● **WHAT YOU NEED TO DO**: Set down every record below exactly as it stands.

● **EXERCISE INPUT**:
━━━━━━━━━━━━━━━━
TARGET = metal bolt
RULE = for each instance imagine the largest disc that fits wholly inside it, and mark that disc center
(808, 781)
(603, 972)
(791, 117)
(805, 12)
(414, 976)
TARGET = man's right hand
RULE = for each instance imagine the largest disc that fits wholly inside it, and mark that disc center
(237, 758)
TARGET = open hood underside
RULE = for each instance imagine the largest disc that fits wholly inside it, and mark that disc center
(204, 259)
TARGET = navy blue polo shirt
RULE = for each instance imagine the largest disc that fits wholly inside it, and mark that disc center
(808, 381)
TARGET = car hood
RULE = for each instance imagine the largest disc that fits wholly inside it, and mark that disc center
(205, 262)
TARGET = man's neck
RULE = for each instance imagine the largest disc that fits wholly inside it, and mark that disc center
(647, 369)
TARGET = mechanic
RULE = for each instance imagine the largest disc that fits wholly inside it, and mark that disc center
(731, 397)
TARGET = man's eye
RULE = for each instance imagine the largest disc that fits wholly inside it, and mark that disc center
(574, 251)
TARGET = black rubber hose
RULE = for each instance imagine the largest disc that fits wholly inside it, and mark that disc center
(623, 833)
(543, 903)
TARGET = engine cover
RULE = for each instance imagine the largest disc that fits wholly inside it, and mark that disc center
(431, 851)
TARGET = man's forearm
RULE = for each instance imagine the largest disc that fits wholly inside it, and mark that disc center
━━━━━━━━━━━━━━━━
● **RESPONSE FOR THIS EXERCISE**:
TARGET = metal bolt
RULE = for each instance imagine the largest disc that fits wholly inside it, and mark that disc center
(808, 781)
(603, 972)
(791, 117)
(805, 12)
(414, 976)
TARGET = man's right hand
RULE = for each instance imagine the largest disc that fits wholly inside it, and mark that disc center
(237, 758)
TARGET = open hood underside
RULE = for each instance imagine the largest disc that fits wholly inside it, and mark that disc center
(204, 259)
TARGET = navy blue polo shirt
RULE = for each instance imagine the largest disc that fits wholly inside it, and mark that disc center
(808, 381)
TARGET = car hood
RULE = for each instance imagine the largest disc that fits wholly inside it, and mark that disc center
(205, 262)
TARGET = man's neck
RULE = for each instance imagine the largest disc that fits wholly inside it, and mark that disc center
(647, 369)
TARGET = mechanic
RULE = for each instance imagine the largest disc that fits wholly inside it, and mark that disc center
(731, 397)
TARGET = man's eye
RULE = for each instance imagine the largest disc that fits wholly inside it, and mark that disc center
(574, 251)
TARGET = black rubber hose
RULE = for each instance imagine the largest disc that fits wholly inside it, and mark that disc center
(623, 833)
(543, 903)
TARGET = engine cover
RULE = for each instance imagine the largest disc that fits wholly inside it, and mark that disc center
(431, 851)
TARGET = man's forearm
RULE = for each instance imagine the largest disc that fits wholly inside it, and mark that disc center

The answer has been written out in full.